## Görev
Aşağıdaki listede "Would you say the scene contains any sandy" ifadesinin geçtiği satırdan başlayıp "0;0;600;243" ifadesinin geçtiği satıra kadar uzanan satırları, her iki uç satır da dahil olmak üzere, hiçbir değişiklik yapmadan kopyalayın.
>>
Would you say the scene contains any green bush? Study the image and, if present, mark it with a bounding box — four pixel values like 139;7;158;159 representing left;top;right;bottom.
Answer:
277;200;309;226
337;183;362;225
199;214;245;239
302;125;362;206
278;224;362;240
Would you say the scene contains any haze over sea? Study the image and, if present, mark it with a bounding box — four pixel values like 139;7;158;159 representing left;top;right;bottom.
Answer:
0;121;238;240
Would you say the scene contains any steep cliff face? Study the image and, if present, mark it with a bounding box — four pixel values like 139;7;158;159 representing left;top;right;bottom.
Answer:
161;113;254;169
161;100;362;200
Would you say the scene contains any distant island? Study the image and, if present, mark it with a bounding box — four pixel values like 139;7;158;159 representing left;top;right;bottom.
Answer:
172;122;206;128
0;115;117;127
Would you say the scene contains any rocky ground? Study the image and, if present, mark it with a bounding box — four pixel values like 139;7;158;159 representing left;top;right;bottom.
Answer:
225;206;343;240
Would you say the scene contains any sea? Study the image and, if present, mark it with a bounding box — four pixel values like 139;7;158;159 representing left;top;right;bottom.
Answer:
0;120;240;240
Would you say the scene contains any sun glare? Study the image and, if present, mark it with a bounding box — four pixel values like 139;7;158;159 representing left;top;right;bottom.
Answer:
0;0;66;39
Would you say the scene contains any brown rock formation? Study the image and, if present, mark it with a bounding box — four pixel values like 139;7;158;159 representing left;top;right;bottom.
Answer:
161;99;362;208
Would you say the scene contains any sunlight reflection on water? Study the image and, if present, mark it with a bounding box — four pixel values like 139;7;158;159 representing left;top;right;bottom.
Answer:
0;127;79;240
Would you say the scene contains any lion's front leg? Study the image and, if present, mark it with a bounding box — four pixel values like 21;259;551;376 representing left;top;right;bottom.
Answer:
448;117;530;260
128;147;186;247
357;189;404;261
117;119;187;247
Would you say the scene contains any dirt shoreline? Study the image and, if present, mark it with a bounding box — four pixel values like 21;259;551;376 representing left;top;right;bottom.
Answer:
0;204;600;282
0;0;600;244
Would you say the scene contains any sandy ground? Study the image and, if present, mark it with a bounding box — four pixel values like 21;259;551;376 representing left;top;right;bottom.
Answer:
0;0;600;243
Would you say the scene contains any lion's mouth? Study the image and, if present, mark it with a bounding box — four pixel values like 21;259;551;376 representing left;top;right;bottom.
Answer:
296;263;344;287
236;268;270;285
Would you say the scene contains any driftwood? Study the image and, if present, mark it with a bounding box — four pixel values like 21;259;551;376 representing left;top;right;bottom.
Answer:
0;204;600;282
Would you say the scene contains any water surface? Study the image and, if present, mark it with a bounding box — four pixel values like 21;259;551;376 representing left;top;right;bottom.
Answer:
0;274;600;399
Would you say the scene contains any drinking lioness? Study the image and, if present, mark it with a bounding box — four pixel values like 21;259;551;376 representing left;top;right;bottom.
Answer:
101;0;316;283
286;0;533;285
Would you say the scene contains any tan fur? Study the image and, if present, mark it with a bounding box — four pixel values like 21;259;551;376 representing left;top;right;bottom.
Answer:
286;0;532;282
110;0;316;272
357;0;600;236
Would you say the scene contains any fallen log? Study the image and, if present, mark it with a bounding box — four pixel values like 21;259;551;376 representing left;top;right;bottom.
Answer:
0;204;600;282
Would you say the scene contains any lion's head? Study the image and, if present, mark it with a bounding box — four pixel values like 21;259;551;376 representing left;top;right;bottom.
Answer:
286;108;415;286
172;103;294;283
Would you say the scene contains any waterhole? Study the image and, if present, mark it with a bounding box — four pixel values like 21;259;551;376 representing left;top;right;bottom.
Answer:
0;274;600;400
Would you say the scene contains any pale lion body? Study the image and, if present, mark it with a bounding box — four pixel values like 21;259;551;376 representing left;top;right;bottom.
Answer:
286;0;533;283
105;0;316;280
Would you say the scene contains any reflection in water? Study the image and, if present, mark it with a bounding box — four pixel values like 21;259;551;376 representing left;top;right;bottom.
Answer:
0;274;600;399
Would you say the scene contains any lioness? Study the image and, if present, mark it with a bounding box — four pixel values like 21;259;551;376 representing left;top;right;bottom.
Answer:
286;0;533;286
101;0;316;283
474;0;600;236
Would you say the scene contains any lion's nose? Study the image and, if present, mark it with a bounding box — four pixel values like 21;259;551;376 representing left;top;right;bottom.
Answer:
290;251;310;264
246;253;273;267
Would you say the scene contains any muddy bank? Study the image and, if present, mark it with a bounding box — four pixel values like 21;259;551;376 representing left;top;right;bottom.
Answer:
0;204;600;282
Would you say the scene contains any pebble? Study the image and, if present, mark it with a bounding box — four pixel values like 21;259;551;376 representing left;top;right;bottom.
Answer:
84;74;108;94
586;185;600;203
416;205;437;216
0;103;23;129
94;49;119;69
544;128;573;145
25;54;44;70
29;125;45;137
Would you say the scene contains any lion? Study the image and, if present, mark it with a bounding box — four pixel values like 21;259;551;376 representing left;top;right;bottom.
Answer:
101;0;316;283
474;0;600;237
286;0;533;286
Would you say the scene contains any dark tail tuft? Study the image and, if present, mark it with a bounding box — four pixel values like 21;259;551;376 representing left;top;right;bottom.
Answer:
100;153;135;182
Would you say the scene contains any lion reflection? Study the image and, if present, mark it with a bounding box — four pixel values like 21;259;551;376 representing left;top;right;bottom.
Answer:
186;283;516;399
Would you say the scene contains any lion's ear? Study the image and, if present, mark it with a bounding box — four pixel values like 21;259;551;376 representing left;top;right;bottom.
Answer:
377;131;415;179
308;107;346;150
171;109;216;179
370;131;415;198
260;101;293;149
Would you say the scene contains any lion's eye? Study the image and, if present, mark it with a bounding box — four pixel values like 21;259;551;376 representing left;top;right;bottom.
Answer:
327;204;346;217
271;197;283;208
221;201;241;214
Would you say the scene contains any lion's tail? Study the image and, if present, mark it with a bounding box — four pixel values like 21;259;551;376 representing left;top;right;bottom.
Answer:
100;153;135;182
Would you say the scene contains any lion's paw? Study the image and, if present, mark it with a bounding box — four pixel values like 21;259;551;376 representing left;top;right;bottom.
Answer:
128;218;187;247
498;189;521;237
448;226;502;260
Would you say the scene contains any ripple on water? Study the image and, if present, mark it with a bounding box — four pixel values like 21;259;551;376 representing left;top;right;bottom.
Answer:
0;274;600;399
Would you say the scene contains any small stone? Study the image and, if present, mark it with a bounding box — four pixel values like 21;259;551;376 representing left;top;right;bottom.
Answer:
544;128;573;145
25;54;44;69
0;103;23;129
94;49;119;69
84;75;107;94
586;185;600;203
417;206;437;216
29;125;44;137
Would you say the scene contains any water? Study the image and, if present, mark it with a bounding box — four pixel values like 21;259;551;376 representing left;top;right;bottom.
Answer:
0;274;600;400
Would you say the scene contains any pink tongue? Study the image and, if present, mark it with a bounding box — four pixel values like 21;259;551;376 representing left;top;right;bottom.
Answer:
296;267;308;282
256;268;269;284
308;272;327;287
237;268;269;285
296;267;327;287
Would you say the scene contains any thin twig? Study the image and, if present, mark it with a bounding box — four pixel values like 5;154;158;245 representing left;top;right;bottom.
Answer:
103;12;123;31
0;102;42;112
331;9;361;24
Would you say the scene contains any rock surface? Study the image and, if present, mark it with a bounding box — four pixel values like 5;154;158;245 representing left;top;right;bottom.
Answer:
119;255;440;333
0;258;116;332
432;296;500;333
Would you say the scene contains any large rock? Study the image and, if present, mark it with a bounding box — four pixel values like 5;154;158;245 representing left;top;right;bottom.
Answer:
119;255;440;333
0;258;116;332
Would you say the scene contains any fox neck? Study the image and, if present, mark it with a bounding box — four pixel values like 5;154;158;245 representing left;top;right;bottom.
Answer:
<<
## Alıştırmanın Sonucu
Would you say the scene contains any sandy ground? Study the image and, if present, mark it with a bounding box — four pixel values like 21;259;551;376 representing left;top;right;bottom.
Answer:
0;0;600;243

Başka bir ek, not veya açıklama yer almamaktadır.